Reproduce the items from the line containing "like [[285, 141]]." up to and including the line containing "[[886, 76]]", replacing "Target" with "Label" and leaving all else unchanged.

### Dataset entries
══════

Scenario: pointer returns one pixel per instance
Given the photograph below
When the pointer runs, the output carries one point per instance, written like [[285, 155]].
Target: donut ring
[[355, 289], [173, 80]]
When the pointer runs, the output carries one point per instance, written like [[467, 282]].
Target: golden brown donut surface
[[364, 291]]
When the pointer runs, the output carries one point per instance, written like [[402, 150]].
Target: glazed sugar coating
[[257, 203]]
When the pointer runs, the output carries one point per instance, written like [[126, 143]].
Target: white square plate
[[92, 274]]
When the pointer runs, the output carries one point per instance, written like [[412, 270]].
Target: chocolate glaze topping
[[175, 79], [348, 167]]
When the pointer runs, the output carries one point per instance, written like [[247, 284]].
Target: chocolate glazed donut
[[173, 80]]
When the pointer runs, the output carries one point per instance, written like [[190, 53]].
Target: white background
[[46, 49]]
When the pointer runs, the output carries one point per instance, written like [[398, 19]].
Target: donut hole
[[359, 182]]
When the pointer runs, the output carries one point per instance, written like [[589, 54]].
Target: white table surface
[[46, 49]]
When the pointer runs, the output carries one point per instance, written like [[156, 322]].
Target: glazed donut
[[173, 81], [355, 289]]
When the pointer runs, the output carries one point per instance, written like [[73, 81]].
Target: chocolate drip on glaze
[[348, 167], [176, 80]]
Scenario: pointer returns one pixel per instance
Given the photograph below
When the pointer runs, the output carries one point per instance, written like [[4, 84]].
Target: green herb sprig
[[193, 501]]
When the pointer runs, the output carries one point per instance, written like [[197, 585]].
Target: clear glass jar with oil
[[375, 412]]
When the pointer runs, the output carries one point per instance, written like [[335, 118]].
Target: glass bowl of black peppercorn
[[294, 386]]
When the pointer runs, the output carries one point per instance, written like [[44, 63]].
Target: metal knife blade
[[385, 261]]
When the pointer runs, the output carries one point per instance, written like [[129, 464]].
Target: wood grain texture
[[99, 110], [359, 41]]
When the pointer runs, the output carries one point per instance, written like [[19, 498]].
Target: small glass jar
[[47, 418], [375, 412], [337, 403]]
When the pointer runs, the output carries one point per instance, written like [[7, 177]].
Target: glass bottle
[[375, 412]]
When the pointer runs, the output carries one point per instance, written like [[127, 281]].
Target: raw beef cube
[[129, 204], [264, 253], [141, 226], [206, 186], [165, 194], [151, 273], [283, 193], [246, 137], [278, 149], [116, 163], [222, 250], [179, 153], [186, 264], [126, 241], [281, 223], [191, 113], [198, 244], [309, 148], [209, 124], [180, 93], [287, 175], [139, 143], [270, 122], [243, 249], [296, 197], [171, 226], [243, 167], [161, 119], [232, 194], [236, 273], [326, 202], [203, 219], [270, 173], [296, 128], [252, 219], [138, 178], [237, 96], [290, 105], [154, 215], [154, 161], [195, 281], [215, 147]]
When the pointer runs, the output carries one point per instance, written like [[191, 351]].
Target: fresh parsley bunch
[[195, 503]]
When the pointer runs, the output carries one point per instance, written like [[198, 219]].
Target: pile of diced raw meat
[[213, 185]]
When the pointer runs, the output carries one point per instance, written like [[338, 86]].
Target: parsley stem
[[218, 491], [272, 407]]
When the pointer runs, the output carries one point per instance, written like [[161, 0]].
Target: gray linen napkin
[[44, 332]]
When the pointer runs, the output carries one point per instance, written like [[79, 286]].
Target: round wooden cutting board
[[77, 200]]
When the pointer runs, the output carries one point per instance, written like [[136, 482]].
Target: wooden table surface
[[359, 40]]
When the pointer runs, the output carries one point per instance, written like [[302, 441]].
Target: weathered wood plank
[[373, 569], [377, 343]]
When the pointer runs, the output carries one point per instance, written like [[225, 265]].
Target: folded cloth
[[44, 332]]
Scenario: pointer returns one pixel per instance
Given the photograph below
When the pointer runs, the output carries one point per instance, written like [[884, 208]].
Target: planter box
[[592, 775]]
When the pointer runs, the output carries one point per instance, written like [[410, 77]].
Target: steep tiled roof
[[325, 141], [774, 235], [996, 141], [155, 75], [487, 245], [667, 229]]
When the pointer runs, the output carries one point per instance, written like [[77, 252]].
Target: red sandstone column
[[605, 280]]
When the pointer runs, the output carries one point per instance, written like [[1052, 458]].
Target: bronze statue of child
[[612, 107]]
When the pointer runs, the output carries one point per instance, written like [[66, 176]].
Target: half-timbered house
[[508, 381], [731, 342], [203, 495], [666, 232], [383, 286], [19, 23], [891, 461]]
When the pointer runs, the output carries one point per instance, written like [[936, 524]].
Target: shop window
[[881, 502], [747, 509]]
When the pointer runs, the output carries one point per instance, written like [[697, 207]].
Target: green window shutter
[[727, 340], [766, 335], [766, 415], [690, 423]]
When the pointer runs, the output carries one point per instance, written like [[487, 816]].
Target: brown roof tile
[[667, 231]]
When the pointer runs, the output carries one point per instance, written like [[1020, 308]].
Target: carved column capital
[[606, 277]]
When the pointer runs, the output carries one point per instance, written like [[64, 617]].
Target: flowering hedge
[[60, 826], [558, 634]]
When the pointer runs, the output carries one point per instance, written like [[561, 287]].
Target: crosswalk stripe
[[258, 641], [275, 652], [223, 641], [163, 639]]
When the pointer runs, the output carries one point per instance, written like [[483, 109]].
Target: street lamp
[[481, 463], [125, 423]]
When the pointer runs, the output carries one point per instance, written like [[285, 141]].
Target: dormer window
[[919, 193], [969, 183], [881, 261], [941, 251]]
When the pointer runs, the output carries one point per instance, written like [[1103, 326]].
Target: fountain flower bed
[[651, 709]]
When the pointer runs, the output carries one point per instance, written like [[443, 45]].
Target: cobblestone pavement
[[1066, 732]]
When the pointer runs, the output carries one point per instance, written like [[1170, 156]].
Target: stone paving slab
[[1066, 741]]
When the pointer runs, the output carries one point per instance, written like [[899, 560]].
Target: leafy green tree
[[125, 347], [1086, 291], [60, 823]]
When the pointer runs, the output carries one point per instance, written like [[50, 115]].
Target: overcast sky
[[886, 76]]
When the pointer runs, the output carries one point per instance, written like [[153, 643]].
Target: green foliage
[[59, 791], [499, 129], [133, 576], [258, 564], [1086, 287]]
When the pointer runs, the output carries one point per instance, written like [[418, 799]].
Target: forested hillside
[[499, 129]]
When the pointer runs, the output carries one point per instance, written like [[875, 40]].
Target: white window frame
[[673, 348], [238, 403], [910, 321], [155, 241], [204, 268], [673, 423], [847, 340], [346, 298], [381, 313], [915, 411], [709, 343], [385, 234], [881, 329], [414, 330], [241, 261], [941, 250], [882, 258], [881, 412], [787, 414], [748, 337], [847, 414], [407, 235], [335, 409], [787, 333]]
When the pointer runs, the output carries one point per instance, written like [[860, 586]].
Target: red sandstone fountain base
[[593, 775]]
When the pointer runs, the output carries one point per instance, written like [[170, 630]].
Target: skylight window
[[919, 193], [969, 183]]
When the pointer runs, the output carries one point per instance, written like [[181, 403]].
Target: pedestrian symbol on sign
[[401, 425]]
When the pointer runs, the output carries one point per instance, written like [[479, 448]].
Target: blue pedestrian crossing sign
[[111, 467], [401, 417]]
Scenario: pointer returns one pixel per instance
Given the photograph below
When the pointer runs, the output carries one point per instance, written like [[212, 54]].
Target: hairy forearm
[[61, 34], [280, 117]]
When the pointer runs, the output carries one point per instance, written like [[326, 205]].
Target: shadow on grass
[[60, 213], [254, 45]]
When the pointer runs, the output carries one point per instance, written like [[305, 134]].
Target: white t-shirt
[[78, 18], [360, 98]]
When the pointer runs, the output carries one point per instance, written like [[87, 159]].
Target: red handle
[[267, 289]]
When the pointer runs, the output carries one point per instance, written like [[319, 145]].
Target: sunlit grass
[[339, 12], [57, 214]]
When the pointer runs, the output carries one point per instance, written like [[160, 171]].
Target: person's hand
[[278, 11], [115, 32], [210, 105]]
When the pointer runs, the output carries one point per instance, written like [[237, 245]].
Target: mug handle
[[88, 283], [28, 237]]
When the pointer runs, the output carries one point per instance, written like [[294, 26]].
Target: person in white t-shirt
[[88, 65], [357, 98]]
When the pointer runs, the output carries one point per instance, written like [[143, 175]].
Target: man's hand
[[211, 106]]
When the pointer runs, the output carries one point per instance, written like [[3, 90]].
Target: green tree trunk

══════

### Result of this exercise
When the pointer runs, the output carries one point per instance, written like [[285, 141]].
Label: dormer window
[[919, 193], [969, 183], [881, 261], [941, 251]]
When the pointer runs, the output carries one point per instance, written like [[1103, 326]].
Label: fountain flower bed
[[651, 709]]
When the pointer runs, the output carries one point per instance, written like [[443, 45]].
Label: cobblestone pavement
[[1066, 732]]
When the pointer runs, the output carries one point per instance, written like [[1170, 156]].
Label: stone paving slab
[[1066, 741]]
When the pointer runs, the output carries one point per instance, written like [[899, 560]].
Label: leafy green tree
[[125, 347], [1086, 291], [60, 823]]
When the pointer runs, the output carries one point per instance, written like [[50, 115]].
Label: overcast sky
[[886, 76]]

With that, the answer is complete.